**PROBLEM TO WORK ON:** Turn the lines between the one holding "what: forehead" and the one holding "xmin=257 ymin=182 xmax=400 ymax=231", inclusive, into a numbered list, skipping any blank lines. Leave the pictures out.

**EXTRACTED DATA:**

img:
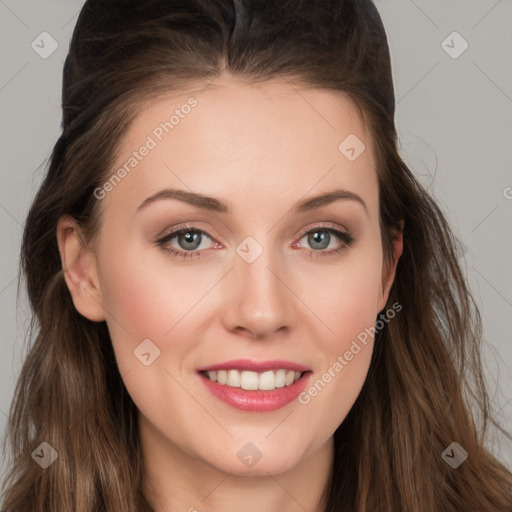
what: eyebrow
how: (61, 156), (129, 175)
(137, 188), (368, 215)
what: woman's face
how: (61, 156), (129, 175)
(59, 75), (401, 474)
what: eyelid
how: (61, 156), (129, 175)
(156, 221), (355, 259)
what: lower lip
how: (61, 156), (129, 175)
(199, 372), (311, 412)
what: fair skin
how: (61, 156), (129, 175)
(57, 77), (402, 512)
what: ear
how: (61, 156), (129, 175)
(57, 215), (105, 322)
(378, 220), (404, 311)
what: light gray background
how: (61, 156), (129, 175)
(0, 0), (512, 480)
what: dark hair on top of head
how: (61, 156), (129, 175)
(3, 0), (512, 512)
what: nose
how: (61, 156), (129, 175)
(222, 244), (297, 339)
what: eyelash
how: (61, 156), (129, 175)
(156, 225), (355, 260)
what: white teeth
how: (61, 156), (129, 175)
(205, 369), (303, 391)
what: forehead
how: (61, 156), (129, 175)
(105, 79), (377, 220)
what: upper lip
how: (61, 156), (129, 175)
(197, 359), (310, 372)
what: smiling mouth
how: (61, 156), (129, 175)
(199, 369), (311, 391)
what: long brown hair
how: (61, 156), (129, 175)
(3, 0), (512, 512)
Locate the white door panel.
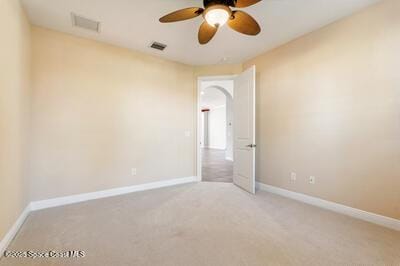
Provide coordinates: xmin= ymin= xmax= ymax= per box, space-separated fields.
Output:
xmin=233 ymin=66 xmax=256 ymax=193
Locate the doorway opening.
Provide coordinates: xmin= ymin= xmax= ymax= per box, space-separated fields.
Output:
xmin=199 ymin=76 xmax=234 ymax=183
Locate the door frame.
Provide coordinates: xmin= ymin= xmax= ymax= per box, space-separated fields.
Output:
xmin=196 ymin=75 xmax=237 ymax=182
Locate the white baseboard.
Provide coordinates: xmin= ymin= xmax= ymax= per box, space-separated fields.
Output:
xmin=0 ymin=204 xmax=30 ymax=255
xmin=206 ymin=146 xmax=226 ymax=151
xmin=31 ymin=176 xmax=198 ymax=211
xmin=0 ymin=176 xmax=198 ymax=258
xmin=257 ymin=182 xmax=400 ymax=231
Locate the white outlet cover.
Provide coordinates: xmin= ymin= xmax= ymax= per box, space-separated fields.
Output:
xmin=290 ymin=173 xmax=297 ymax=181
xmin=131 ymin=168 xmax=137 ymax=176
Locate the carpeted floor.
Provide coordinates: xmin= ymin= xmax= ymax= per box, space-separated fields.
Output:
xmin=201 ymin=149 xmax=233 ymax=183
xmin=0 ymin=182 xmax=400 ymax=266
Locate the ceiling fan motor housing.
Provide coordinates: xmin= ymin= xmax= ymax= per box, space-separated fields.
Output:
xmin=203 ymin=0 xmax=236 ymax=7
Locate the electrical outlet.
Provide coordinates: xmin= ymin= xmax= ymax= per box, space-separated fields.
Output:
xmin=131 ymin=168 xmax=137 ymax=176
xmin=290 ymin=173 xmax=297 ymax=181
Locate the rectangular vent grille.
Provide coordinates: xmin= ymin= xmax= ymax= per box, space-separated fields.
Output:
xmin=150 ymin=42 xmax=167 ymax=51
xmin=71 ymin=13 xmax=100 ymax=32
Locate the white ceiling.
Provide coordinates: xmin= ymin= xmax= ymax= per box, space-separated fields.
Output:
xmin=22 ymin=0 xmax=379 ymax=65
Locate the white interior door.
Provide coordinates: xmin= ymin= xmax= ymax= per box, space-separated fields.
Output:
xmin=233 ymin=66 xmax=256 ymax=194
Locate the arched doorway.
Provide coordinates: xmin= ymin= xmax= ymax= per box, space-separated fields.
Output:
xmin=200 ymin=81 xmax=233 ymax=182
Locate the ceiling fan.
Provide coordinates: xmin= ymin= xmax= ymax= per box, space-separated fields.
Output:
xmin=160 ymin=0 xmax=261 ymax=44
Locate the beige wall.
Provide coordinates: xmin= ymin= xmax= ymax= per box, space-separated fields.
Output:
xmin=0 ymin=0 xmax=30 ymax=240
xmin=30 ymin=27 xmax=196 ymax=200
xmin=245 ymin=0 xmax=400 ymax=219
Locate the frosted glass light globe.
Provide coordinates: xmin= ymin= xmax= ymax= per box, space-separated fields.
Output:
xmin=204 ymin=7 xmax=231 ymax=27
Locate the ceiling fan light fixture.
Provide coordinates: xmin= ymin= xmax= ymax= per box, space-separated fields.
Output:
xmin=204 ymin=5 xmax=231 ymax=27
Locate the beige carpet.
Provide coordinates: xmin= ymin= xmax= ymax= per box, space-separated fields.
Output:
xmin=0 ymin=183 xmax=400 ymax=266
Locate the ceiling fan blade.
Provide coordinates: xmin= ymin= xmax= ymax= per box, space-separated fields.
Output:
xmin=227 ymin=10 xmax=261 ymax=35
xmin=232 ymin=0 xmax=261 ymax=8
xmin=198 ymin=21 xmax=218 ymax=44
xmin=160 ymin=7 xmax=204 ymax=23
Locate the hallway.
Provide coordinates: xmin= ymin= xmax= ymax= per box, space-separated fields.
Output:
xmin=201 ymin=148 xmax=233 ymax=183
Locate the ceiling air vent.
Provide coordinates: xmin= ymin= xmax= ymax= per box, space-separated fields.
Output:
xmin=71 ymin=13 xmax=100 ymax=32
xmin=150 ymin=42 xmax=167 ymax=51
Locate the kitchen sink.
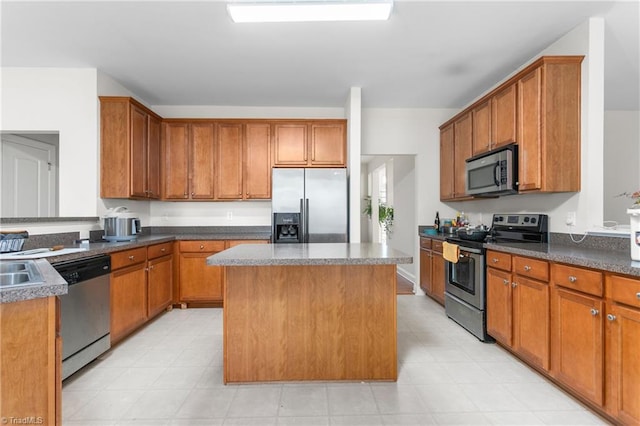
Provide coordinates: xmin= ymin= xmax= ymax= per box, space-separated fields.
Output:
* * *
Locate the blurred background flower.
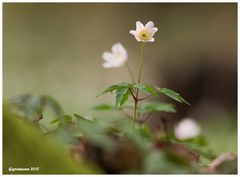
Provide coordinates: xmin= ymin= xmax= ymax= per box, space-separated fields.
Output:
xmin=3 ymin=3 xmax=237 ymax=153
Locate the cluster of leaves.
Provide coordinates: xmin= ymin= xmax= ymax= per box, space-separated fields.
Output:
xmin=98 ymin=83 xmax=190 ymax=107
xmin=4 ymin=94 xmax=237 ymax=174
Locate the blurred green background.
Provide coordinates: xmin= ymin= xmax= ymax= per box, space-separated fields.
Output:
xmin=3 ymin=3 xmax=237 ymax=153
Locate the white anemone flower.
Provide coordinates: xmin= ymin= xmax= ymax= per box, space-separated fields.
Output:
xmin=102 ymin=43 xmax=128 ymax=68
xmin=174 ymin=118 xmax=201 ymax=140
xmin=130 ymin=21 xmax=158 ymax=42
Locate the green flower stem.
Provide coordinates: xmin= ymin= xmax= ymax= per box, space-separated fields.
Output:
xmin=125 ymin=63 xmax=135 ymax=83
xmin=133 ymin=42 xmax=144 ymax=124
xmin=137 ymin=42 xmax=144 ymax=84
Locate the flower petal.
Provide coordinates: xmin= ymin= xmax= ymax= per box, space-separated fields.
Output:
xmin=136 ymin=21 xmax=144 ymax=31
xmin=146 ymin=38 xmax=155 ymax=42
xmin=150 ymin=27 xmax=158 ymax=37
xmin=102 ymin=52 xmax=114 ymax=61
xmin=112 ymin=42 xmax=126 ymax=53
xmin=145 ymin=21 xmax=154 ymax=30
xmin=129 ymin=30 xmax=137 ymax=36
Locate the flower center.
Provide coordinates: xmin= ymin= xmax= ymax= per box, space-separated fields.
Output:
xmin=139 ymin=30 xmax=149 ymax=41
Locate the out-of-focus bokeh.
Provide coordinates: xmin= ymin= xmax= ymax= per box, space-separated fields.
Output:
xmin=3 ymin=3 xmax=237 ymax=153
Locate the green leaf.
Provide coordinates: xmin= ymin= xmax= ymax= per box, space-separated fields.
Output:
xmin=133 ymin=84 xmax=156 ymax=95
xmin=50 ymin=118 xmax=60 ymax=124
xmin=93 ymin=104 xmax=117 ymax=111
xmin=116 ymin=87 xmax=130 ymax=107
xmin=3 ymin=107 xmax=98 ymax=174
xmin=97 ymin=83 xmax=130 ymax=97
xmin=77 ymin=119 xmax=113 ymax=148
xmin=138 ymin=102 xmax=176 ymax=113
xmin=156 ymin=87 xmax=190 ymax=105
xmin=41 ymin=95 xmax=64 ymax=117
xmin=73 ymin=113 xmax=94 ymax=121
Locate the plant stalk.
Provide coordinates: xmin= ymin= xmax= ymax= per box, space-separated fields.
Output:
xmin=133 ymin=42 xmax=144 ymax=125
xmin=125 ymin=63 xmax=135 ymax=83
--
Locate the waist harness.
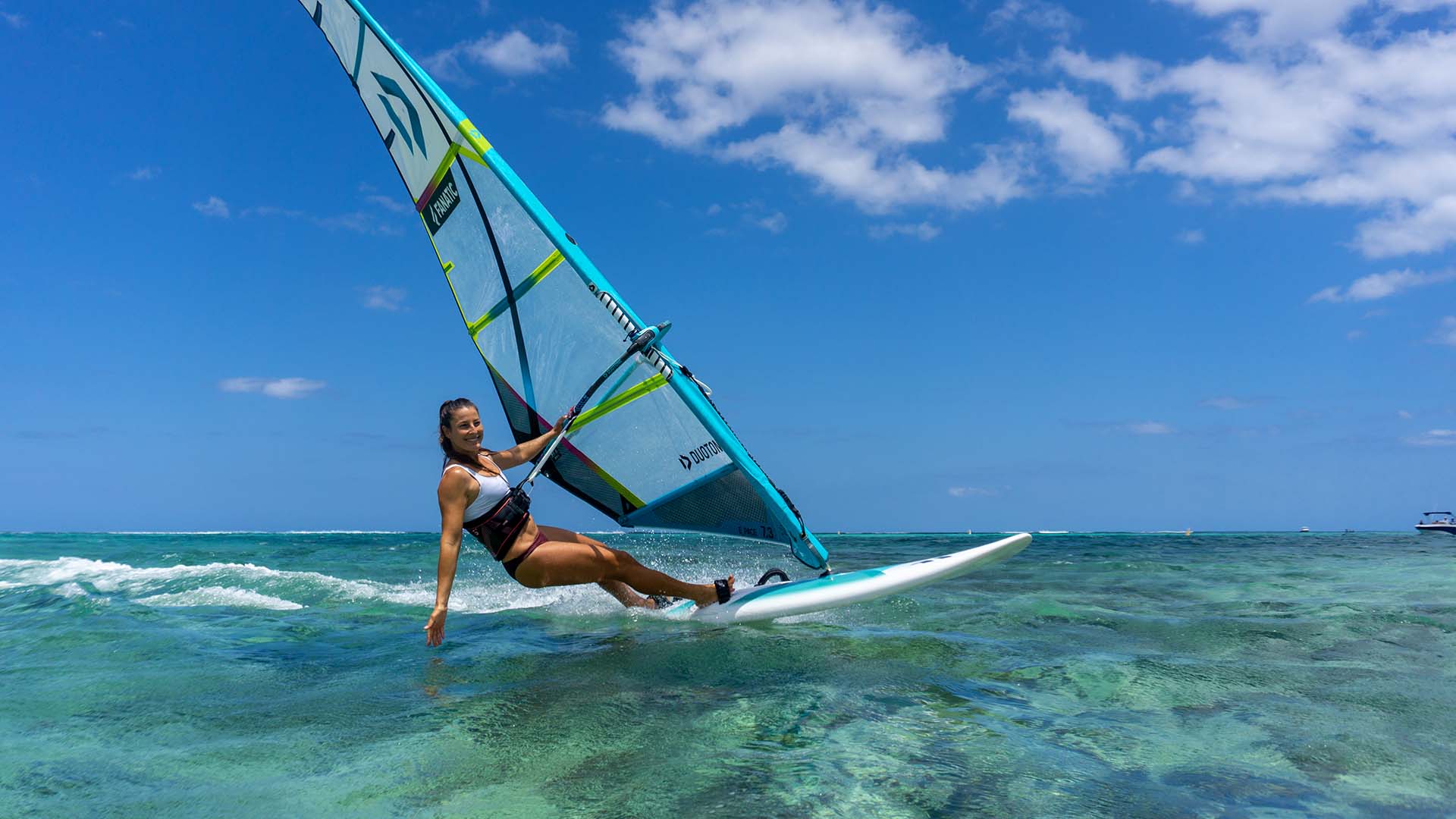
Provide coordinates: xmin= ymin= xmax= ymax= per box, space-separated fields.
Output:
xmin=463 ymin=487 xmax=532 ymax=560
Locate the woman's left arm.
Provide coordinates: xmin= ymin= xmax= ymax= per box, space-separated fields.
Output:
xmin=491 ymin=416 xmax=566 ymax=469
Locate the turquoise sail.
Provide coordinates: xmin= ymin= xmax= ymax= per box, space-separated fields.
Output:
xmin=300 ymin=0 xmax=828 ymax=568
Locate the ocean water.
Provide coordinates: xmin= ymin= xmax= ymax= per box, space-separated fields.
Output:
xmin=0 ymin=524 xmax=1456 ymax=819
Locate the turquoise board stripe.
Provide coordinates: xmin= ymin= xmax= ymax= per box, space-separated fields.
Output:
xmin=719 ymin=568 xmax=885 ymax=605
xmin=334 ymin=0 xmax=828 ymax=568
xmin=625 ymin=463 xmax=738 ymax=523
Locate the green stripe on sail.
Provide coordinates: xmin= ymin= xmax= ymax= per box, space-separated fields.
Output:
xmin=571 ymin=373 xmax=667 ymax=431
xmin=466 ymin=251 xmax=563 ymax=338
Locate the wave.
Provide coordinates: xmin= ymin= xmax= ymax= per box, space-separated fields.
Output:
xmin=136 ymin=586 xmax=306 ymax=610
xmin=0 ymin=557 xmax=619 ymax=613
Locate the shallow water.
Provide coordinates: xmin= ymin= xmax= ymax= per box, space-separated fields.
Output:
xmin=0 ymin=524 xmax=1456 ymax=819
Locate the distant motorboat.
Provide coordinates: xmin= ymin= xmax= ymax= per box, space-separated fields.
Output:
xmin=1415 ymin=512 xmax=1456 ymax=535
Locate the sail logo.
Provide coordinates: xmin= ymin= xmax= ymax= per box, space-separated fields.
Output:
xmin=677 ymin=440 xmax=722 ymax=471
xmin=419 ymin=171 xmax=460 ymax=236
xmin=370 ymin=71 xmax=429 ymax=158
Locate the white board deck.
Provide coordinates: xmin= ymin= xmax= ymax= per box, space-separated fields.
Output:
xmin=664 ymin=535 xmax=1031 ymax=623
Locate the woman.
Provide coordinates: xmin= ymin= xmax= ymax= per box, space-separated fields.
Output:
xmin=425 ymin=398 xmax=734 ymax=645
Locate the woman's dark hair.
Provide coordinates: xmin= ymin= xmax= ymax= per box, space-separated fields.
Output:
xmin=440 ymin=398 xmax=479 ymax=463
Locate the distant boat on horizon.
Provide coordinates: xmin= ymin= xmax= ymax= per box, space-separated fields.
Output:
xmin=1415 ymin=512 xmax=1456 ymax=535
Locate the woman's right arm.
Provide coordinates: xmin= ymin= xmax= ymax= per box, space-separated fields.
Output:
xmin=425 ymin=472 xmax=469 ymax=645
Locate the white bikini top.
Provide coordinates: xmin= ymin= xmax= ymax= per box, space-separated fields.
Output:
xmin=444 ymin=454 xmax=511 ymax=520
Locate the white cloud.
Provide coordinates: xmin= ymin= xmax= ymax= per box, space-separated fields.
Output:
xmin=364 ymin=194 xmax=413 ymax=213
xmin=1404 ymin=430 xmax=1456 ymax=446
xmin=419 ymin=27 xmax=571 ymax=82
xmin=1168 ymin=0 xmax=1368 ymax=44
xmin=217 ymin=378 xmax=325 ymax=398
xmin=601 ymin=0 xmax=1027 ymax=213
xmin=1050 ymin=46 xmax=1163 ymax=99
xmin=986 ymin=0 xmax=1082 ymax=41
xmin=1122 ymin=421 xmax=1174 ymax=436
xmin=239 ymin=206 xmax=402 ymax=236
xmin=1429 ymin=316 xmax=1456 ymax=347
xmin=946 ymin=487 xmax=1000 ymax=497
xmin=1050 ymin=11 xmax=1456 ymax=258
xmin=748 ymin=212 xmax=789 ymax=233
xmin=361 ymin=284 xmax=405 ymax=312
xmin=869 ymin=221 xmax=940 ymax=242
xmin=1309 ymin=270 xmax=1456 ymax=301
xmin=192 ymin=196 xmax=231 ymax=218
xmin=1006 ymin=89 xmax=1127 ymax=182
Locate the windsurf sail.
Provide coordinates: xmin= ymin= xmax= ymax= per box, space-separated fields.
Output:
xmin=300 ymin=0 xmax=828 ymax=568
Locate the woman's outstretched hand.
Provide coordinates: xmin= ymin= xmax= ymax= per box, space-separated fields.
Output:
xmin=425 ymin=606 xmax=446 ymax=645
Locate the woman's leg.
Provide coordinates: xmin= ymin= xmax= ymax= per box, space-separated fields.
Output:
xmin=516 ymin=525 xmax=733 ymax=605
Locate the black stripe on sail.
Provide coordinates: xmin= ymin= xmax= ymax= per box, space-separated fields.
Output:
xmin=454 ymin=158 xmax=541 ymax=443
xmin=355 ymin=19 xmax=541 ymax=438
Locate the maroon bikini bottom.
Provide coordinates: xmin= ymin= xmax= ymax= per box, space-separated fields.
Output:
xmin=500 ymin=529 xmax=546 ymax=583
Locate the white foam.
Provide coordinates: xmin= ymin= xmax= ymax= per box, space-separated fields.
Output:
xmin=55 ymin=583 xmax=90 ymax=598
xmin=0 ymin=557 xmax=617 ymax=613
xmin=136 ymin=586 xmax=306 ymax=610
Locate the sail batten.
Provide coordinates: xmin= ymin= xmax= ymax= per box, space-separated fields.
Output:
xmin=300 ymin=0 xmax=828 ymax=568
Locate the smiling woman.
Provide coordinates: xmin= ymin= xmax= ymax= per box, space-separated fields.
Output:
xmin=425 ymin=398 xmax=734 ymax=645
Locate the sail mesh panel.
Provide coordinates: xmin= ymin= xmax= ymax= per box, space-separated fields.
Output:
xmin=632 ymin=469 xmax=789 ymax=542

**RESULT:**
1. what: forehead
2. how: (61, 156), (129, 175)
3. (105, 79), (377, 220)
4. what: upper lip
5. how: (61, 156), (129, 175)
6. (197, 359), (310, 372)
7. what: smiling mouth
8. how: (61, 156), (129, 175)
9. (199, 369), (311, 391)
10. what: long brown hair
11. how: (61, 156), (129, 175)
12. (3, 0), (512, 512)
13. Locate the white door panel.
14. Provide coordinates: xmin= ymin= xmax= ymax= per box, space-separated fields.
15. Output:
16. xmin=233 ymin=66 xmax=256 ymax=193
17. Locate the doorway opening.
18. Provide coordinates: xmin= ymin= xmax= ymax= per box, space-separated fields.
19. Output:
20. xmin=199 ymin=76 xmax=234 ymax=183
21. Locate the door frame.
22. Provide coordinates: xmin= ymin= xmax= ymax= per box, space-separated fields.
23. Output:
24. xmin=196 ymin=75 xmax=237 ymax=182
25. Locate the white baseboard.
26. Provide coordinates: xmin= ymin= xmax= ymax= per box, space-separated fields.
27. Output:
28. xmin=0 ymin=204 xmax=30 ymax=255
29. xmin=206 ymin=146 xmax=226 ymax=151
30. xmin=31 ymin=176 xmax=198 ymax=211
31. xmin=0 ymin=176 xmax=198 ymax=258
32. xmin=257 ymin=182 xmax=400 ymax=231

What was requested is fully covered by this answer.